[BEGIN TEXT PASSAGE]

The value of this stored information has proven to be so high, in fact, that Bell has changed the way he works and lives. If he has a spare moment, for example, he might well very briefly visit a Web page on the off chance that he might later want to have its contents in his “memory.”
The more valuable something is, of course, the more we feel its loss when it goes missing. A hard drive crash resulted in the loss of four months of captured Web pages, something that Bell has commented he felt as an emotional blow.
As interesting, successful, and wide-reaching as the MyLifeBits data has been, its team has noted that the list of things they’d like to do is still growing. From content, such as paper books Bell reads, that they’ve chosen not to capture for copyright reasons, to limitations of the current software, the system’s flaws and areas of potential improvement are many. For example, if they’re not already doing it, they could indulge in speculative recording, in which software and/or human agents analyze Bell’s existing stored information and add more data they think he might find interesting. They’ve commented that they always end up regretting not the data they capture, but rather the information they don’t.
They’re also acutely aware that they’re only touching the edges of the possible value of the information. They’ve noted, for example, that the body statistics might be very useful over time in spotting health trends and issues and the reasons underlying both.

[END TEXT PASSAGE]

# EXERCISE TASK 1
List every line in the entries below that contains the word "front".

[BEGIN SUPPLIED DATA]

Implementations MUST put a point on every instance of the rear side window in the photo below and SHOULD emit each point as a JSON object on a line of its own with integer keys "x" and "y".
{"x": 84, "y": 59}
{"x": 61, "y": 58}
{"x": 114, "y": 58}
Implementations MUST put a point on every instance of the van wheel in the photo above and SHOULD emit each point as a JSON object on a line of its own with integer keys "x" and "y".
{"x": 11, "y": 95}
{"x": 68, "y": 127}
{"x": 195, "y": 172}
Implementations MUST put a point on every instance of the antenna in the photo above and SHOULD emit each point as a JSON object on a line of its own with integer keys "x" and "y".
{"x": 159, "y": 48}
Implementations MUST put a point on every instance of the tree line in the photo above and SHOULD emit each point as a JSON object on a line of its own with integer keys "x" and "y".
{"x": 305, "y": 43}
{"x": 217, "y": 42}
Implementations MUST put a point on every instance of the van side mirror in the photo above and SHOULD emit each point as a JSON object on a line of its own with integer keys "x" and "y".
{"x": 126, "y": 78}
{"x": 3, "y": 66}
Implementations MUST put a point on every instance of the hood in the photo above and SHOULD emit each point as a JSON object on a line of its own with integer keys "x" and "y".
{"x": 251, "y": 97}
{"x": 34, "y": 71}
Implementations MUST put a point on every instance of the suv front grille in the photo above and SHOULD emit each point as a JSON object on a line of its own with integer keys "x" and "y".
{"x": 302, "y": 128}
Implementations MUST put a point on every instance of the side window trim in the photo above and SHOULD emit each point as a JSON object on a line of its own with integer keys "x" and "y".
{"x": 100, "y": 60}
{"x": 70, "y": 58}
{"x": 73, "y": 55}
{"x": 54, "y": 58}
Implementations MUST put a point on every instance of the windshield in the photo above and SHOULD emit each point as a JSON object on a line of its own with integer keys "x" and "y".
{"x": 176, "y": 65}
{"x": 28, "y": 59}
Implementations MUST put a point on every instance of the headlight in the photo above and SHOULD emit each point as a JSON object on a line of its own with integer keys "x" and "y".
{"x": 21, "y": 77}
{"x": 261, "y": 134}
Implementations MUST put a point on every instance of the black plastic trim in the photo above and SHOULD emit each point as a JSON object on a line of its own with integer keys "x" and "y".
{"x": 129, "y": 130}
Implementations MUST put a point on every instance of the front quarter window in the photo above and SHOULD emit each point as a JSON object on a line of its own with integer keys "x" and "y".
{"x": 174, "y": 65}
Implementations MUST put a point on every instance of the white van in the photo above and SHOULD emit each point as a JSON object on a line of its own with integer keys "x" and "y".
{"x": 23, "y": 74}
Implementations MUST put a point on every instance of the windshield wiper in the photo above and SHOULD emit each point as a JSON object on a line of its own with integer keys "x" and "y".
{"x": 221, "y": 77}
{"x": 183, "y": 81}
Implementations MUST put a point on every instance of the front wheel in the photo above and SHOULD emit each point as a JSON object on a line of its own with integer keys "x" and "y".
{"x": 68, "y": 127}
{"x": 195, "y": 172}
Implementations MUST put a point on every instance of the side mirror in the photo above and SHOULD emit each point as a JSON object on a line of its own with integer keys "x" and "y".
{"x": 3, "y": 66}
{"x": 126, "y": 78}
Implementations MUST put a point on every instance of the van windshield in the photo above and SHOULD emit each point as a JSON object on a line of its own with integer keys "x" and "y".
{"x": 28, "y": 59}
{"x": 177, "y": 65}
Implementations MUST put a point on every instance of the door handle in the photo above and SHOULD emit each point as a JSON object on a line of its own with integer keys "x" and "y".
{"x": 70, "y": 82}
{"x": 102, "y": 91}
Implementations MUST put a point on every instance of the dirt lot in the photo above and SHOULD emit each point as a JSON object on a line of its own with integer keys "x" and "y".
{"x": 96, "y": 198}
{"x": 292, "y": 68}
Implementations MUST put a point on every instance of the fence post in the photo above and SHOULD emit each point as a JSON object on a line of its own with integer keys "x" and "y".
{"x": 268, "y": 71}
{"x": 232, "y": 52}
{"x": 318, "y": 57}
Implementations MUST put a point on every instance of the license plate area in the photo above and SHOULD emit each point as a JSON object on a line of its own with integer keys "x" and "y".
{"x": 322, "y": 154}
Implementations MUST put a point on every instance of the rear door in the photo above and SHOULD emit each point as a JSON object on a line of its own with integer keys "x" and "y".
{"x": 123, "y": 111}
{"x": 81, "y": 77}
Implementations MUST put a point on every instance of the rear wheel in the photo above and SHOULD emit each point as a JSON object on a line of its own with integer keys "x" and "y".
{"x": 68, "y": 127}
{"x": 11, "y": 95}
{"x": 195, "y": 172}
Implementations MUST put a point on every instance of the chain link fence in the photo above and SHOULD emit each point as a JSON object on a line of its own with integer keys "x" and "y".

[END SUPPLIED DATA]

# EXERCISE TASK 2
Summarize the passage about MyLifeBits above in two sentences.

# TASK RESULT 1
Implementations MUST put a point on every instance of the suv front grille in the photo above and SHOULD emit each point as a JSON object on a line of its own with integer keys "x" and "y".
Implementations MUST put a point on every instance of the front quarter window in the photo above and SHOULD emit each point as a JSON object on a line of its own with integer keys "x" and "y".
Implementations MUST put a point on every instance of the front wheel in the photo above and SHOULD emit each point as a JSON object on a line of its own with integer keys "x" and "y".

# TASK RESULT 2
Bell values his stored information so highly that it has changed how he works and lives, and he felt the loss of four months of captured Web pages in a hard drive crash as an emotional blow. The MyLifeBits team says the system has many flaws and areas of potential improvement, such as speculative recording, and that they are only touching the edges of the information's possible value, for example in using body statistics to spot health trends.